Write each line of the entries below as one string in a JSON list, one string per line, leaving out blank lines.
##########
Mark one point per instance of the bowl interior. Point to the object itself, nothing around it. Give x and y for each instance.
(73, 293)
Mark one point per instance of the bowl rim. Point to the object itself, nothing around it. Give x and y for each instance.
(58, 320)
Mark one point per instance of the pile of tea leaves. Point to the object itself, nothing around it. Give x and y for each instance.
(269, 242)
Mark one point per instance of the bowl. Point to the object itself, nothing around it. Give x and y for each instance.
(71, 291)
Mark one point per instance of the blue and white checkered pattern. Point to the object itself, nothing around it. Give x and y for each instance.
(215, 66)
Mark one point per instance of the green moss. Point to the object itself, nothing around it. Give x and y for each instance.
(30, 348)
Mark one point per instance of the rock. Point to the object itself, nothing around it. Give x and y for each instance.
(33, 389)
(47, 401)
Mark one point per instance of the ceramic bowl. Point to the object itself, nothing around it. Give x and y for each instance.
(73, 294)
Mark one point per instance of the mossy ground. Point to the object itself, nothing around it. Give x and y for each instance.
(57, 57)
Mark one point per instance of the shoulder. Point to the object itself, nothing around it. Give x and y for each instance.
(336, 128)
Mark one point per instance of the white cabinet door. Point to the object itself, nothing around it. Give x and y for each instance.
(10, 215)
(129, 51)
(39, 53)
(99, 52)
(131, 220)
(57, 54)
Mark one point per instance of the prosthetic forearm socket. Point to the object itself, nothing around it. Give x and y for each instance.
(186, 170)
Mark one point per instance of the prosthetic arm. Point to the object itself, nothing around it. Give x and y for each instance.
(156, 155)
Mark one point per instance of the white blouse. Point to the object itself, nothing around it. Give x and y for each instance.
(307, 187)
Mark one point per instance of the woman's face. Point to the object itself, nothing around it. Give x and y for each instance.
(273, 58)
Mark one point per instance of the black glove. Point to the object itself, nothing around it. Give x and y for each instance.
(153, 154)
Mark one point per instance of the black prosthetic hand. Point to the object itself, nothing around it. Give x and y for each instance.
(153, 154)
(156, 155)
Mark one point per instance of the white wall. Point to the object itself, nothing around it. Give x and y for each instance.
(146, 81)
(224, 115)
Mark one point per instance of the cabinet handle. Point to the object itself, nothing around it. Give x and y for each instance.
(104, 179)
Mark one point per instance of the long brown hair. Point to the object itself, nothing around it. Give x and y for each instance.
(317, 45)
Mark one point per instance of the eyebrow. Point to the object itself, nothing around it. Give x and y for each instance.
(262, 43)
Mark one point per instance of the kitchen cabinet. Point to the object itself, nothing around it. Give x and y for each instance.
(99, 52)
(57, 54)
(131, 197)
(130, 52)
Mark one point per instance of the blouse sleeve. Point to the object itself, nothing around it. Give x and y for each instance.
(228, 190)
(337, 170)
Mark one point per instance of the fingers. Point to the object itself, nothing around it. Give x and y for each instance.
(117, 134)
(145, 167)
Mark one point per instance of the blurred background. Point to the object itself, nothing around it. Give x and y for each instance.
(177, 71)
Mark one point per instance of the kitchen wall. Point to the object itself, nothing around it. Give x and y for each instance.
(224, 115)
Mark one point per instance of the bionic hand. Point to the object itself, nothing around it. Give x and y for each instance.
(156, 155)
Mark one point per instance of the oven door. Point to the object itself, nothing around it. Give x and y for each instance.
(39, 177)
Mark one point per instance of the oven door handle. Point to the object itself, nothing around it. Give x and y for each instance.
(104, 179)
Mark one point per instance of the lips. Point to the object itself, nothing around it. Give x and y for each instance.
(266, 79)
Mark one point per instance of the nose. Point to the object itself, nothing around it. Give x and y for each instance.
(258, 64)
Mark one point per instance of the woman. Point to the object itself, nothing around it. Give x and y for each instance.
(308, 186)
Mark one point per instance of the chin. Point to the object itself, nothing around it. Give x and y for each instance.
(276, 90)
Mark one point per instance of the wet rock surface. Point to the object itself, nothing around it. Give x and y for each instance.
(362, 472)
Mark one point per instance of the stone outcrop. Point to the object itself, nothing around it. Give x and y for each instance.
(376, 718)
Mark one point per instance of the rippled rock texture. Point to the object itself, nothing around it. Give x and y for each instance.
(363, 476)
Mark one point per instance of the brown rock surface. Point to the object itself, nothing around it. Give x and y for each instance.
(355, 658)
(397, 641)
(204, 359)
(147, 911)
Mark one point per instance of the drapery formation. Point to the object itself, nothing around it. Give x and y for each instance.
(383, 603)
##########
| Exercise output |
[
  "Mark one point per instance of the bowl interior. Point to the object itself, nothing around it. Give x and y for each instance.",
  "(73, 293)",
  "Mark one point per instance of the bowl rim. Point to the object itself, nothing around it. Give x and y for each instance.",
  "(58, 320)",
  "Mark one point per instance of the pile of tea leaves. Point to the object itself, nothing around it. Give x and y for each instance.",
  "(269, 242)",
  "Mark one point per instance of the bowl. Point to the object itself, nothing around it. Give x and y for each instance.",
  "(71, 291)",
  "Mark one point per instance of the blue and white checkered pattern. Point to the object itself, nothing around it. Give x and y for each instance.",
  "(215, 66)",
  "Mark one point per instance of the green moss. Point to the object itself, nothing around it. Give x and y for each instance.",
  "(30, 348)",
  "Mark one point per instance of the rock. Point to the object itself, nothing around it. Give x and y for each instance.",
  "(33, 389)",
  "(47, 401)",
  "Mark one point per instance of the ceramic bowl. Point to the object itself, nothing around it. Give x and y for each instance.",
  "(73, 294)",
  "Mark one point per instance of the mossy ground. Point to the object itself, nothing around it. Give x and y for each instance.",
  "(57, 57)",
  "Mark one point per instance of the shoulder. Point to the object itself, nothing around it. Give x and y for each instance.",
  "(336, 128)",
  "Mark one point per instance of the white cabinet door. Point to the object itself, nothing around it. Give x and y for each instance.",
  "(10, 215)",
  "(129, 51)",
  "(39, 53)",
  "(99, 52)",
  "(131, 220)",
  "(57, 54)",
  "Mark one point per instance of the prosthetic forearm socket. Point to the object itself, nothing around it. Give x and y for each instance.",
  "(186, 170)",
  "Mark one point per instance of the prosthetic arm. Point to the object itself, nothing around it. Give x and y for each instance.",
  "(156, 155)",
  "Mark one point per instance of the white blouse. Point to the object itself, nothing around it. Give x and y for each instance.",
  "(307, 187)",
  "Mark one point per instance of the woman's face. Point to the object itself, nothing around it. Give x and y for each instance.",
  "(273, 58)",
  "Mark one point per instance of the black glove. Point to the object itself, nothing around it. Give x and y for each instance.",
  "(153, 154)",
  "Mark one point per instance of the black prosthetic hand. Point to the object itself, nothing around it. Give x and y for each instance.",
  "(153, 154)",
  "(156, 155)",
  "Mark one point per instance of the white wall. Point to the object itself, nothing around it. Give x and y for each instance.",
  "(146, 81)",
  "(224, 115)",
  "Mark one point per instance of the cabinet handle. Point to the object itself, nothing around it. Give x and y for each instance.",
  "(104, 179)",
  "Mark one point per instance of the long brown hair. Point to the object itself, nothing around it. Give x and y for each instance.",
  "(317, 45)",
  "Mark one point per instance of the eyebrow. Point to the object itself, nothing around it. Give x and y for each instance.",
  "(262, 43)",
  "Mark one point per instance of the kitchen cabinet. Point to the object itself, nothing around it. Give x and y for each instance.",
  "(99, 52)",
  "(57, 54)",
  "(131, 197)",
  "(130, 52)",
  "Mark one point per instance of the blouse sleeve. Point to the object itself, nothing around it. Give x and y for each instance.",
  "(228, 190)",
  "(337, 170)",
  "Mark one point per instance of the fingers. Point to the object itself, nothing around it. Give x and y for each instance.",
  "(117, 134)",
  "(145, 167)",
  "Mark one point per instance of the blurred background. Point to the object itself, nothing around it. Give x and y for each instance.",
  "(177, 71)",
  "Mark one point per instance of the kitchen wall. Point to the object itself, nothing around it. Give x and y for each instance.",
  "(224, 115)",
  "Mark one point per instance of the bionic hand. Point to the object itself, nothing around it. Give x and y for each instance.",
  "(156, 155)",
  "Mark one point per instance of the oven door. Point to the object itself, nothing around it. Give x and y for each instance.",
  "(39, 177)",
  "Mark one point per instance of the oven door handle. Point to the object itself, nothing around it. Give x and y for each instance.",
  "(104, 179)",
  "Mark one point per instance of the lips. Point to the object itself, nothing around it. Give x and y for each instance.",
  "(266, 79)",
  "Mark one point per instance of the nose. Point to the object itself, nothing around it. Give x and y for each instance.",
  "(258, 64)",
  "Mark one point per instance of the woman. Point to the object itself, nothing around it. Give x and y for each instance.",
  "(308, 186)",
  "Mark one point per instance of the chin. Point to the object itself, nothing around it. Give x and y for each instance.",
  "(276, 90)",
  "Mark one point per instance of the wet rock surface. Point to the object itself, nothing around it. Give x and y for each instance.",
  "(362, 472)",
  "Mark one point per instance of the stone outcrop. Point to the object itself, nothing around it. Give x and y for each instance.",
  "(376, 718)",
  "Mark one point per instance of the rippled rock texture. Point to the object itself, nothing around it. Give x and y for each instance.",
  "(363, 476)",
  "Mark one point per instance of the brown rock surface. Point to the object itself, nothing around it. Give x and y for each instance.",
  "(355, 658)",
  "(397, 641)",
  "(204, 359)",
  "(147, 911)",
  "Mark one point per instance of the drapery formation. Point to the object itself, nothing around it. Give x and y for each instance.",
  "(383, 603)"
]